## Exercise
Find the string "spire" in the listing below and return each line it appears in.

## Data provided
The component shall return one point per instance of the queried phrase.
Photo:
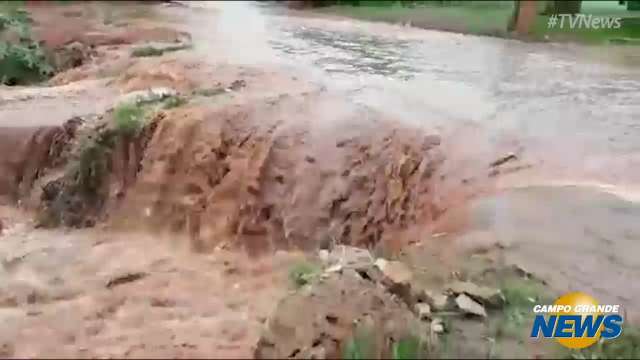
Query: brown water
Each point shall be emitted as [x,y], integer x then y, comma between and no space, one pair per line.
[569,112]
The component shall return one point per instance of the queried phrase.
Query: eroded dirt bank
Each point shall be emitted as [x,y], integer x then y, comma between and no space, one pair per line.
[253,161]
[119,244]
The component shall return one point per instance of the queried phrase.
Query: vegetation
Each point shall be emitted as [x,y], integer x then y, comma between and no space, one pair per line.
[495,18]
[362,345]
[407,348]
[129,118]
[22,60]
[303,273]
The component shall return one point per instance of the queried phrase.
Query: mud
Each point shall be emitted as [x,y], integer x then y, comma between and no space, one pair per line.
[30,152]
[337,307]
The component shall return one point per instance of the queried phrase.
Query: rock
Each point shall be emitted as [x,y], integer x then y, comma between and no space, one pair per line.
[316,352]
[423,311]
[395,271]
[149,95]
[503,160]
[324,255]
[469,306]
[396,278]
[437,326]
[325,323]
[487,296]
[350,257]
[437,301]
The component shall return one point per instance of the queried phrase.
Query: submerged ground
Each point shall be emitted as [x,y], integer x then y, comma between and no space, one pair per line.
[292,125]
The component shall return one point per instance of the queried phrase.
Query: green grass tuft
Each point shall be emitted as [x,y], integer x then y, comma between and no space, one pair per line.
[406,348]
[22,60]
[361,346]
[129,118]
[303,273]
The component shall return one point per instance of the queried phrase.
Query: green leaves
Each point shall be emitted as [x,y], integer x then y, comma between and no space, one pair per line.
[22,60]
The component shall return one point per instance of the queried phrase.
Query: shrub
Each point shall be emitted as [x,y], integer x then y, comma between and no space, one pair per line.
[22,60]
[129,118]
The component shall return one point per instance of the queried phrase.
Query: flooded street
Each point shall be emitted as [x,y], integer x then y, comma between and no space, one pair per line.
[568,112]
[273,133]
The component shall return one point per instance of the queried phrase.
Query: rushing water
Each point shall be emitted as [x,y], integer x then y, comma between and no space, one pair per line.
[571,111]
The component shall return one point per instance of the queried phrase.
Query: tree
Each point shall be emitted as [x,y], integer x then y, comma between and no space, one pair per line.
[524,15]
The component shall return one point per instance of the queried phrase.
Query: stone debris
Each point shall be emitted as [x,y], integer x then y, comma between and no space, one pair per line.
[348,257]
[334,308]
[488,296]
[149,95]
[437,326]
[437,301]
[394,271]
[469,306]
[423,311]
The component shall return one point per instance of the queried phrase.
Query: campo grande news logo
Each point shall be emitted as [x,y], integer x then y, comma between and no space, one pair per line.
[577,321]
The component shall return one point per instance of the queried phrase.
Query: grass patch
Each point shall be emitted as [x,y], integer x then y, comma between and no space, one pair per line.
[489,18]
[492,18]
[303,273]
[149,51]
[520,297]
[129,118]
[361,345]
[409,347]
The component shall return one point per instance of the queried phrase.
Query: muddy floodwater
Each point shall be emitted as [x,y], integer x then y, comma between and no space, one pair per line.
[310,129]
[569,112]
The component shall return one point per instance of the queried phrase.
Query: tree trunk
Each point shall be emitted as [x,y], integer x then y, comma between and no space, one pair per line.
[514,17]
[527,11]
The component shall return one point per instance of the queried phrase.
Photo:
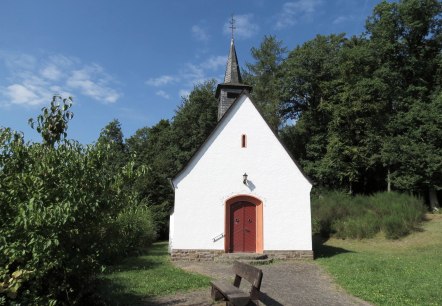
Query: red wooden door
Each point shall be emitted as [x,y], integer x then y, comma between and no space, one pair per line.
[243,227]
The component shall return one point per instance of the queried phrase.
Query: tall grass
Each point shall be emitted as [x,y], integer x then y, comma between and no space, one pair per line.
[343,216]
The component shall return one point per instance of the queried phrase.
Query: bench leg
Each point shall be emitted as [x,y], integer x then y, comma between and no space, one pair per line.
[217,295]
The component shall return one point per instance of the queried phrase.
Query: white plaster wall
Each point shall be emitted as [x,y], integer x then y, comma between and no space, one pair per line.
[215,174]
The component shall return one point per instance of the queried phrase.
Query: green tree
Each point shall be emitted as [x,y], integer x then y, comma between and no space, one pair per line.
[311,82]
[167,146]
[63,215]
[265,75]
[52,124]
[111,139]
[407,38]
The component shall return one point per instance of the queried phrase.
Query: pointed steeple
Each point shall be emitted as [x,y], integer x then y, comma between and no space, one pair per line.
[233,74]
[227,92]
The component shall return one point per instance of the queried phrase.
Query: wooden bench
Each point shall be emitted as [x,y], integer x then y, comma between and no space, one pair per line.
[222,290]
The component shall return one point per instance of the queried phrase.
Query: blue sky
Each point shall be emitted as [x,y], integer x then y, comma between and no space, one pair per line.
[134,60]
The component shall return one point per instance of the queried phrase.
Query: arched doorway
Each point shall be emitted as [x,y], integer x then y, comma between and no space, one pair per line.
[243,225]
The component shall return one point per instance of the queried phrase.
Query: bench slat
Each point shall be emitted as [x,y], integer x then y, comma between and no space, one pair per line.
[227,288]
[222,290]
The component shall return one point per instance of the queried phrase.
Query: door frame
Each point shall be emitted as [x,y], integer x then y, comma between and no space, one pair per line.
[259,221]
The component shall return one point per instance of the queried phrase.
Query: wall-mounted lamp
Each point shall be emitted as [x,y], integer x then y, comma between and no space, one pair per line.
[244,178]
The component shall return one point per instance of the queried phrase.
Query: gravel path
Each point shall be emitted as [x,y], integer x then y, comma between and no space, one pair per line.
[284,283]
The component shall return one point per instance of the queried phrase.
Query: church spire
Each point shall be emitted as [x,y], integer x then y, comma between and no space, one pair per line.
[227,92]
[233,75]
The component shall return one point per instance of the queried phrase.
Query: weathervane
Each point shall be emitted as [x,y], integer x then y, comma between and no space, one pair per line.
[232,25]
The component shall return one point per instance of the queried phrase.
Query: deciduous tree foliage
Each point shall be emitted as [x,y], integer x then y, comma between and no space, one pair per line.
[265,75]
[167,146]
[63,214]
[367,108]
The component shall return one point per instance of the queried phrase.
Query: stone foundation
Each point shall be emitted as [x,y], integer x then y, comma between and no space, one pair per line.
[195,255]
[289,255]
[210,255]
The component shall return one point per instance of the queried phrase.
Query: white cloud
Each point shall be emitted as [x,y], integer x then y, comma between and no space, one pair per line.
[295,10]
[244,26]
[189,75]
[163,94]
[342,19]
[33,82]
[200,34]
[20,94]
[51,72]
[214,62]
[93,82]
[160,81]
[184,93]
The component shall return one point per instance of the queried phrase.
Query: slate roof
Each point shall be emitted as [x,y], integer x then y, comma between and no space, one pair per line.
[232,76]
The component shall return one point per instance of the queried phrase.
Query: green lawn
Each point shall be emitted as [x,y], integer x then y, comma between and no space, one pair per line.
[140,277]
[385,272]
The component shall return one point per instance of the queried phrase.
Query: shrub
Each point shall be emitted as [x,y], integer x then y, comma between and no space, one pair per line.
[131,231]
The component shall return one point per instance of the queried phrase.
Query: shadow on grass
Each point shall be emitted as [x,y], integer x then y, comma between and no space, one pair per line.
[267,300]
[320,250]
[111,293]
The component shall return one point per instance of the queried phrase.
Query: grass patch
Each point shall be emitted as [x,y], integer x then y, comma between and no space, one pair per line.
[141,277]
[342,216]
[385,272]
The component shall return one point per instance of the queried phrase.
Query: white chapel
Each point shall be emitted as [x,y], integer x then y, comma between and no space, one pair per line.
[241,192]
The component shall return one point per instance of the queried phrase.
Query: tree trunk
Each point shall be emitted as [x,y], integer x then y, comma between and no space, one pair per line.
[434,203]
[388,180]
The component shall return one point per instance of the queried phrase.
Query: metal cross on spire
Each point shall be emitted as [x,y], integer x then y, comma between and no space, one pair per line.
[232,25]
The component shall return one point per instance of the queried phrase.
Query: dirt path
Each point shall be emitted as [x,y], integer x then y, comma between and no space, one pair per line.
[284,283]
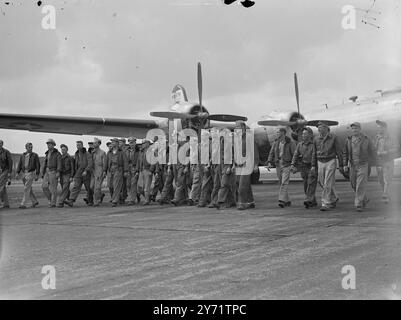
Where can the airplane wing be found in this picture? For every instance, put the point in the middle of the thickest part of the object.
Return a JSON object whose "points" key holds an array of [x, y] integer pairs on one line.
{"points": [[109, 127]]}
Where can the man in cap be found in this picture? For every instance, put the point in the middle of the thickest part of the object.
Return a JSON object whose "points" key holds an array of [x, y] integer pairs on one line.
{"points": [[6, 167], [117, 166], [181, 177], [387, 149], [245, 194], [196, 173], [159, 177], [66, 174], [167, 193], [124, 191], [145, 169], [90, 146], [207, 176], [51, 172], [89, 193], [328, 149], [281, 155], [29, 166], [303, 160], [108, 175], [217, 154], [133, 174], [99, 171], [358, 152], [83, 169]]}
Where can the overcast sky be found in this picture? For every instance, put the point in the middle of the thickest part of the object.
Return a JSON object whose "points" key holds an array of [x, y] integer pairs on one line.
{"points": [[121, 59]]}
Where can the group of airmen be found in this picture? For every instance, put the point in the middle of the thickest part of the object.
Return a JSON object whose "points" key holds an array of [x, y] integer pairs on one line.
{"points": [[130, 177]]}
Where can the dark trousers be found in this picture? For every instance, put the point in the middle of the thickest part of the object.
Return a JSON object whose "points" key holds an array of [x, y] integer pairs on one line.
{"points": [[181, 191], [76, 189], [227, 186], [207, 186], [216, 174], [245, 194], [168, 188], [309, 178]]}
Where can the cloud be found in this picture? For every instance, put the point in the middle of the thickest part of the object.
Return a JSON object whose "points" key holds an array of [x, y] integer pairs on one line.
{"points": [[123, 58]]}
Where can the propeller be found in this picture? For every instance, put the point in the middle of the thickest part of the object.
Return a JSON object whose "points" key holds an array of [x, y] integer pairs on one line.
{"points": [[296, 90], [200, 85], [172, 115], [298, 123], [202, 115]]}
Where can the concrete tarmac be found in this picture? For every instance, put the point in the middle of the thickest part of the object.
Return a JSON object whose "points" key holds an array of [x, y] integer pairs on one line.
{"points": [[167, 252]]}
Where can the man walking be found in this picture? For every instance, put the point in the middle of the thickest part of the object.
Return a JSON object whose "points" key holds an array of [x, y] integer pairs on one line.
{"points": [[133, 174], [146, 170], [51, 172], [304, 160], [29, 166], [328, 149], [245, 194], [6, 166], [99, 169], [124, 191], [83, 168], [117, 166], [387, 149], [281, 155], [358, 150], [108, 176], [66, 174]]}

## Solution for this exercise
Query: church spire
Query: metal cross on spire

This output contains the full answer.